After restart traning my chectpoint txt file is also changed you can see below:

model_checkpoint_path: "SEGAN-30" all_model_checkpoint_paths: "SEGAN-10" all_model_checkpoint_paths: "SEGAN-20" all_model_checkpoint_paths: "SEGAN-30"

This is not my real training, the actual training contain big dataset and it was stopped at iteration 76000/90000 due to system shutdown after 3 days of continuous training. I know when i will restart training it will began from iteration 0/90000. Please help to how can i resume it...

PROVIDED DATA ->
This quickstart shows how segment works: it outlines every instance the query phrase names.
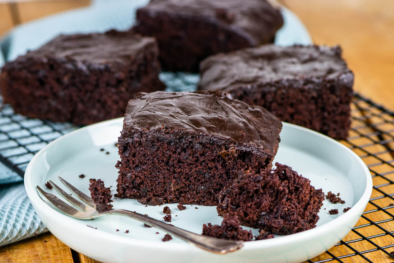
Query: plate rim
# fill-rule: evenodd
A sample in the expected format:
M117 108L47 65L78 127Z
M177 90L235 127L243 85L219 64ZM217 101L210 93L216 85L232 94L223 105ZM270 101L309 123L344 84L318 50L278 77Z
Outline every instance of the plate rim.
M31 179L32 175L31 172L32 167L34 164L35 160L41 155L43 154L48 148L52 147L52 145L58 143L59 141L65 140L65 138L67 138L69 136L76 136L78 133L83 132L87 130L91 129L98 129L101 126L111 125L117 123L123 123L122 120L123 119L123 118L120 118L105 121L76 130L54 140L40 150L34 155L33 159L32 159L32 160L29 163L26 169L26 171L25 172L24 184L29 199L30 199L32 204L33 205L35 210L37 210L36 208L37 207L40 211L42 211L43 213L45 213L47 214L50 214L51 216L53 216L52 218L52 220L56 220L59 222L61 221L63 222L65 220L66 222L64 222L63 224L69 224L69 223L72 224L73 222L74 222L74 220L79 220L73 218L59 211L57 211L58 213L53 213L53 210L54 210L54 209L47 205L41 199L38 192L35 190L35 186L33 186L32 184ZM244 244L244 247L242 248L242 250L253 250L257 248L269 248L278 246L282 246L285 244L292 243L296 241L299 242L300 241L302 241L305 238L311 238L313 237L316 237L320 235L322 235L323 233L327 231L325 229L327 228L331 229L335 227L338 227L340 225L342 225L342 224L341 223L341 222L350 221L351 220L351 218L355 217L357 217L358 218L359 218L362 214L362 212L364 211L365 206L368 203L372 194L372 180L370 173L366 165L355 153L339 142L323 134L294 124L285 122L282 122L282 123L284 127L288 126L292 129L301 130L304 132L312 133L315 136L320 137L322 140L329 140L331 141L331 143L336 145L337 146L342 148L344 150L347 152L350 155L353 155L354 157L355 157L355 159L358 161L359 164L362 167L363 170L364 172L364 176L366 180L365 188L361 197L352 207L352 209L354 208L354 209L351 209L347 213L340 215L336 218L325 223L321 226L319 226L312 229L298 233L278 237L274 239L254 241L253 242L245 242ZM361 213L359 212L359 211L361 211ZM37 214L39 215L40 213L37 213ZM357 221L356 222L357 222ZM351 228L353 226L351 226ZM192 244L186 242L182 243L177 242L171 243L171 242L158 242L157 241L141 240L133 237L123 237L115 233L101 230L99 229L90 229L90 228L86 228L85 226L79 224L75 224L73 227L77 228L76 228L76 231L80 231L81 233L88 233L89 235L97 236L98 238L100 237L102 238L103 235L105 235L106 241L108 242L113 242L116 243L120 242L127 246L153 246L156 248L165 249L166 250L173 250L174 251L180 251L185 250L189 250L190 249L193 249L193 248L199 250L199 249L193 246ZM351 228L349 228L349 231L351 230ZM343 238L343 237L342 237L341 238ZM59 239L61 239L59 238Z

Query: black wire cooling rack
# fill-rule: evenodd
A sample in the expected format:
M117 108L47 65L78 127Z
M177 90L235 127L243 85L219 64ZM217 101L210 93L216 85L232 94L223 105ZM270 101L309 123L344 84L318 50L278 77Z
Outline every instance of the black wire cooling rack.
M172 84L165 81L171 90L176 89L171 85L177 86L180 79L189 85L186 90L192 90L196 81L191 75L170 78L176 80ZM368 166L374 183L372 195L351 231L333 248L308 261L311 263L394 262L390 254L394 251L394 112L357 94L351 107L349 136L341 142ZM0 111L0 161L23 176L34 154L78 128L29 119L4 105Z

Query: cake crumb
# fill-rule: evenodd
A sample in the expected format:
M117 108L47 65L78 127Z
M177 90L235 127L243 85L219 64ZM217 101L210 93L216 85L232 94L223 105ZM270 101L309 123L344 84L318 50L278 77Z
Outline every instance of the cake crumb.
M338 215L338 209L332 209L328 211L328 213L330 215Z
M349 211L349 209L351 208L351 207L346 207L346 208L344 208L344 213L346 213L346 212Z
M163 242L165 242L166 241L169 241L172 239L172 237L171 236L171 235L169 235L168 234L166 234L164 235L164 237L162 239L162 241Z
M262 240L263 239L268 239L270 238L273 238L273 234L268 232L264 232L262 229L260 229L259 231L260 235L257 237L255 237L255 240Z
M340 197L337 197L335 194L333 194L331 191L327 193L325 196L326 198L333 203L345 203L345 201L341 199Z
M163 218L164 218L164 221L165 221L166 222L171 222L171 215L166 215L164 216L164 217L163 217Z
M101 179L91 179L89 181L90 196L95 203L105 206L107 208L112 208L113 206L110 203L113 201L111 199L112 195L111 194L110 188L106 188L104 182Z
M180 203L177 205L177 207L178 207L178 209L179 209L180 211L182 211L182 210L184 210L186 209L186 207Z
M171 213L171 209L168 206L165 206L163 209L163 213L170 215Z
M244 229L240 226L237 216L225 216L220 226L212 226L210 223L203 225L203 235L222 239L251 241L252 231Z
M52 186L50 185L50 183L49 183L49 181L48 181L48 182L45 183L45 186L46 187L46 188L49 189L50 190L52 189Z

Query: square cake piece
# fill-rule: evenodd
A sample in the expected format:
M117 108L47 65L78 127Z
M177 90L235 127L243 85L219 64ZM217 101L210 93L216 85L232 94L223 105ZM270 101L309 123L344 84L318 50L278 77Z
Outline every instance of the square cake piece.
M221 91L136 94L118 140L118 197L217 205L223 188L271 169L281 128Z
M354 76L339 47L266 45L211 56L199 89L222 90L337 139L350 125Z
M139 91L163 90L152 37L115 30L61 35L6 63L4 102L32 118L86 125L122 117Z
M164 70L197 72L209 56L272 42L283 24L266 0L151 0L134 30L156 38Z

WRITTEN REQUEST -> Extend the forum post about resuming interrupted SEGAN training, starting after its final sentence. The material above is separate from the forum post about resuming SEGAN training.

EXERCISE RESPONSE ->
Thanks

imran7778 avatar Apr 10 '18 07:04 imran7778

I am also facing same issue. After interruption, when I tried to retrain the model it is showing "LOAD SUCCESSFUL" but started with epoch 0/iteration 0. Please suggest any possible solution #46 The trained model is not loaded in code though it shows "LOAD SUCCESSFUL"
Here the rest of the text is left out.